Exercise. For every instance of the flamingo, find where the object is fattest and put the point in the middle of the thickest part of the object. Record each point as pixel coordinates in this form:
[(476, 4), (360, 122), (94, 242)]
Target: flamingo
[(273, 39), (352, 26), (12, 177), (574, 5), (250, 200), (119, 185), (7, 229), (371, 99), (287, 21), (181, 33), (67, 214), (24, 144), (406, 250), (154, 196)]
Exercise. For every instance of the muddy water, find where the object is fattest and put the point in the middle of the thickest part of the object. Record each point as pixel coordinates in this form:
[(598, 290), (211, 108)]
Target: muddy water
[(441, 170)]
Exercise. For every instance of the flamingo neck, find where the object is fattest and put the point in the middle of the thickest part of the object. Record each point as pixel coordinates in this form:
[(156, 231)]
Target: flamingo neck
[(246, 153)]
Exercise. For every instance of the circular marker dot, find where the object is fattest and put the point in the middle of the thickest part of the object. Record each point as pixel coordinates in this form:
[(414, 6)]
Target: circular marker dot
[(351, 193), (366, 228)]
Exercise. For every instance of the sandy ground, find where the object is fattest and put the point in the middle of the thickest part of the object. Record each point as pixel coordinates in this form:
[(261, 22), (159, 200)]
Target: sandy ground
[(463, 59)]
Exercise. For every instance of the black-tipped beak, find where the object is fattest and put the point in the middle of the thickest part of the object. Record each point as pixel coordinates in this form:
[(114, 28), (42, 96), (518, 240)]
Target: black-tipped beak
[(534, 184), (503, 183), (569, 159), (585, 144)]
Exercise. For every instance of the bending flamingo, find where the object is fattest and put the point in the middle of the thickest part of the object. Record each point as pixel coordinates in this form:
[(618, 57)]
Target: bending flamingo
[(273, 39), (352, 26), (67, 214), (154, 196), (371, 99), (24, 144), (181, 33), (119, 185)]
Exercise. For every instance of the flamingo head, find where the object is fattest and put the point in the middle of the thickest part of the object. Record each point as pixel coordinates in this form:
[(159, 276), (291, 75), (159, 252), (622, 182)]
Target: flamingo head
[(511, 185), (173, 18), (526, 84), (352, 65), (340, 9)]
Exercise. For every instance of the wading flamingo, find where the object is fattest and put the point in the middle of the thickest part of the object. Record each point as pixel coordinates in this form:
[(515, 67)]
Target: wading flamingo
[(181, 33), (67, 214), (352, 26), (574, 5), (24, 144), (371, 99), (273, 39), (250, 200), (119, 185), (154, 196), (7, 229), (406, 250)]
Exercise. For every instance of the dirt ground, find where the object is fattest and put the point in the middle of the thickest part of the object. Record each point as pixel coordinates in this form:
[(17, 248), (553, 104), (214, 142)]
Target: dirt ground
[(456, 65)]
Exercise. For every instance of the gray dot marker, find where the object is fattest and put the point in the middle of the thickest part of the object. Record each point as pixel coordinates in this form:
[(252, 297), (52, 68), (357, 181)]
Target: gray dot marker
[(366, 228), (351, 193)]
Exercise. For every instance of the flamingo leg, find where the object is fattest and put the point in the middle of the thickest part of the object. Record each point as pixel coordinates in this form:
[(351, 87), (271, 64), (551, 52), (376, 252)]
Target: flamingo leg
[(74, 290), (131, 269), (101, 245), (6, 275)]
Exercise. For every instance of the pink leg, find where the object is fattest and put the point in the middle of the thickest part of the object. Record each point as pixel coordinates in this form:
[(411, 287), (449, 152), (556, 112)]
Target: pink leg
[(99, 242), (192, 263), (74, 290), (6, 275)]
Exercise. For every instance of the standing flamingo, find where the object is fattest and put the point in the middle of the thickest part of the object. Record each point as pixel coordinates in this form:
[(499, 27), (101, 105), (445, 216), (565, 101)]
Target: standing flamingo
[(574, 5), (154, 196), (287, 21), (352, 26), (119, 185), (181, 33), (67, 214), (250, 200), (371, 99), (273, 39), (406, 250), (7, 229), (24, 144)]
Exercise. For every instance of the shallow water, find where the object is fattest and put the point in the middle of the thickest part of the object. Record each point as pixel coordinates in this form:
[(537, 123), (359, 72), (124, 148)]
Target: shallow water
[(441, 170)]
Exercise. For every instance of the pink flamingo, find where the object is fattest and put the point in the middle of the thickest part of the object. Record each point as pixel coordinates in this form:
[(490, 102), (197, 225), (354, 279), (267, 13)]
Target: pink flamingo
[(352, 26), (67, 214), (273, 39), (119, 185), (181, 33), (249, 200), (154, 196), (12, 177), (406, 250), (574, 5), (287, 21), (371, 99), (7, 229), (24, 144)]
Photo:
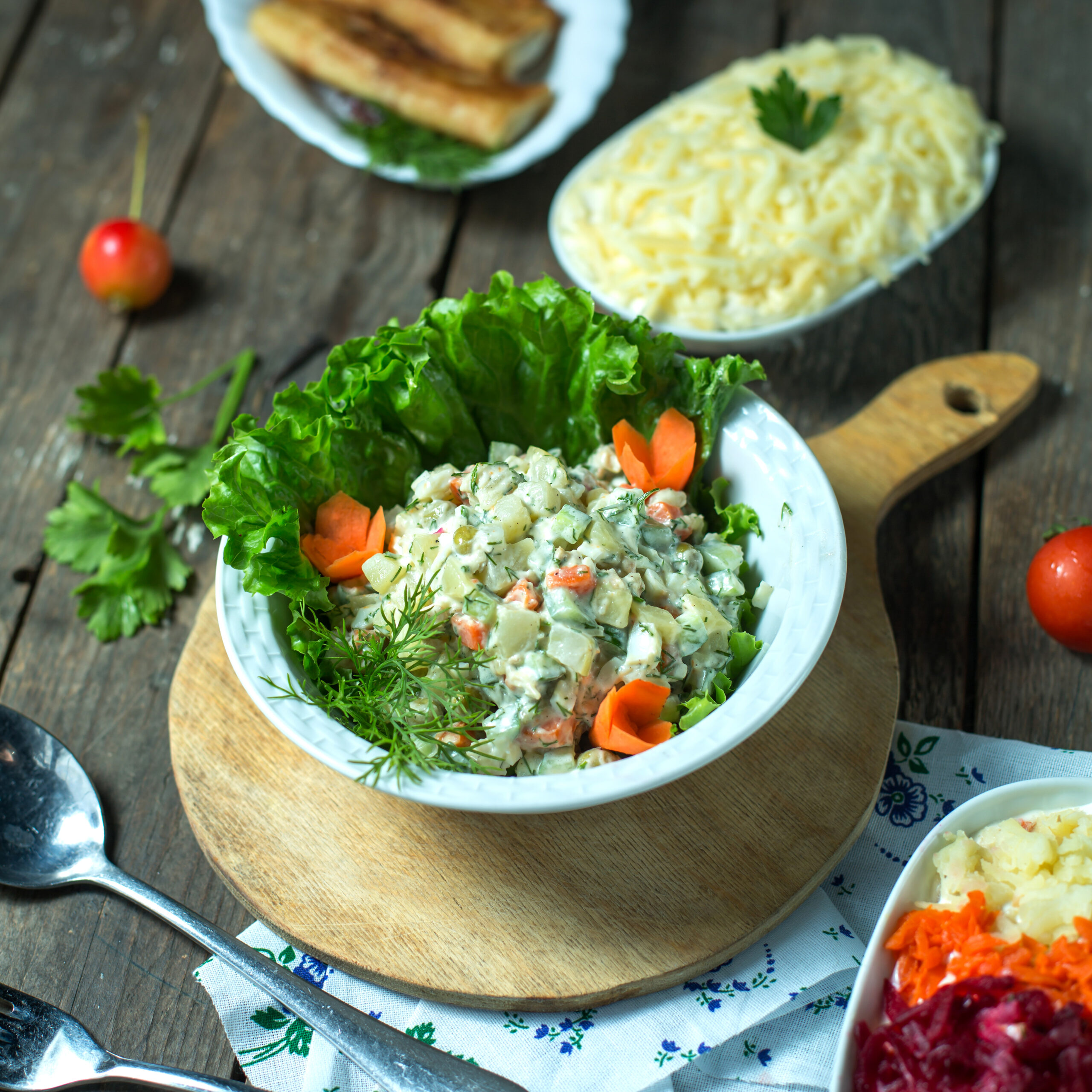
---
Present each line of the entries above as a Markdown table with the columns Row and Content, numbering the rows in order and omitting blank lines. Leave the pictures out of the table.

| Row | Content |
|---|---|
| 1 | Exercise. For every instance of the flamingo, find where the object is fattest and put the point in the middle of the thickest part of the object. Record each point as pixel coordinates in this form: |
| 2 | [(476, 4), (360, 122), (94, 242)] |
| 3 | Target: flamingo |
| 4 | [(273, 39), (352, 26), (12, 177), (574, 5), (250, 200), (119, 185), (7, 229), (371, 99), (287, 21), (181, 33), (67, 214), (24, 144), (406, 250), (154, 196)] |
| 5 | Exercise. For every instance of the muddy water, find where the object is fattest and put the point in the middle of the thickest part of the object. Record each point as pixel coordinates in this form: |
| 6 | [(598, 290), (211, 108)] |
| 7 | Target: muddy water |
| 8 | [(441, 170)] |
| 9 | Exercise. For every instance of the flamingo neck, find where the object is fattest and put the point in the middle of the thickest part of the object. Record each point as pixel coordinates in this form: |
| 10 | [(156, 231)] |
| 11 | Target: flamingo neck |
| 12 | [(246, 153)] |
| 13 | Exercise. For every instance of the circular marker dot, find where the object is fattest and put the point in the middle of the thickest part of the object. Record each point as pixel coordinates in this form: |
| 14 | [(414, 6)] |
| 15 | Target: circular marker dot |
| 16 | [(351, 193), (366, 228)] |
| 17 | Exercise. For every instance of the sandy ground, find where the object is fattest and put the point in the middle of the thickest part of the object. Record each point as pixel coordinates in this form: |
| 18 | [(261, 22), (159, 200)] |
| 19 | Target: sandy ground |
| 20 | [(463, 59)] |
| 21 | Exercise. For every instance of the black-tipped beak, find where the object is fattest and put the point in the middle of the thickest part of the object. Record each point as pixel coordinates in this form: |
| 22 | [(114, 28), (42, 96), (518, 240)] |
| 23 | Target: black-tipped beak |
| 24 | [(534, 184), (503, 183), (569, 159), (585, 144)] |
| 25 | Exercise. For every instance of the bending flamingo, find where the object is fattest and put the point in the middle of the thickest part of the object. Record each point as pixel coordinates in this form: |
| 26 | [(618, 57)] |
| 27 | Target: bending flamingo |
| 28 | [(273, 39), (352, 26), (67, 214), (154, 196), (371, 99), (24, 144), (181, 33), (119, 185)] |
| 29 | Exercise. For every instance of the flamingo head, find where the object is fattest and put the point in the middle of the thickest part of the object. Record each point as pixel coordinates in this form: |
| 30 | [(159, 276), (291, 75), (159, 252), (622, 182)] |
| 31 | Target: flamingo head |
| 32 | [(511, 185), (173, 18), (526, 84), (352, 65), (340, 9)] |
| 33 | Exercise. For every instance of the wading flamingo, find where the object is fattest and put the point in the middle of the thickest part of the object. Record each point as pixel coordinates in this form: |
| 34 | [(515, 67)] |
| 35 | Target: wading flamingo |
| 36 | [(181, 33), (67, 214), (352, 26), (574, 5), (24, 144), (371, 99), (273, 39), (250, 200), (119, 185), (154, 196), (7, 229), (406, 250)] |
| 37 | Exercise. For every instance of the dirt ground, find where the object is fattest and put the point in the middle of the thickest part of the object. Record each point as pixel coordinates in this form: |
| 38 | [(17, 248), (553, 104), (214, 142)] |
| 39 | Target: dirt ground |
| 40 | [(456, 65)] |
| 41 | Exercise. For every instance of the gray dot marker, find where the object is fattest and put the point in the middle of the thickest part of the object. Record each point as pixel coordinates in this form: |
| 42 | [(252, 297), (52, 68), (357, 181)] |
| 43 | Target: gray dot marker |
| 44 | [(366, 228), (351, 193)] |
| 45 | Exercise. For every instance of the flamingo leg, find where the object is fattest and put the point in the middle of the thickest part of the object. Record each point as pixel coordinates in this form: |
| 46 | [(351, 87), (271, 64), (551, 52), (376, 252)] |
| 47 | Target: flamingo leg |
| 48 | [(74, 290), (131, 269), (101, 245), (6, 275)] |
| 49 | Exercise. For every instance of the pink leg, find where the object is fattest and put the point in the middle of the thickest part of the object. Record each point as pixel coordinates in this form: |
| 50 | [(411, 287), (449, 152), (556, 112)] |
| 51 | Target: pink leg |
| 52 | [(99, 242), (192, 263), (74, 290), (6, 275)] |
| 53 | Exercise. For every instance of the standing flamingo, find where the object is fattest and put the point in the middle of the thickest part of the object. Record each point as pixel coordinates in this form: |
| 54 | [(499, 27), (101, 105), (445, 216), (565, 101)] |
| 55 | Target: standing flamingo |
| 56 | [(574, 5), (154, 196), (287, 21), (352, 26), (119, 185), (181, 33), (67, 214), (250, 200), (371, 99), (273, 39), (406, 250), (7, 229), (24, 144)] |
| 57 | Exercise. For every instance of the shallow water, find where the object is fattest and put the point in the middle of the thickest part of the object. Record each point as pixel coordinates in this form: |
| 58 | [(537, 123), (359, 72), (124, 148)] |
| 59 | Target: shallow water |
| 60 | [(441, 170)] |
| 61 | Exercise. For every instance of the pink flamingo, find where the object is fattest and put the point in the middle of the thickest part of the object. Record each point as pixel coordinates in this form: |
| 62 | [(490, 102), (197, 225), (354, 279), (267, 13)] |
| 63 | Target: pink flamingo |
| 64 | [(352, 26), (67, 214), (273, 39), (119, 185), (181, 33), (249, 200), (154, 196), (12, 177), (406, 250), (574, 5), (287, 21), (371, 99), (7, 229), (24, 144)] |
| 65 | Photo: |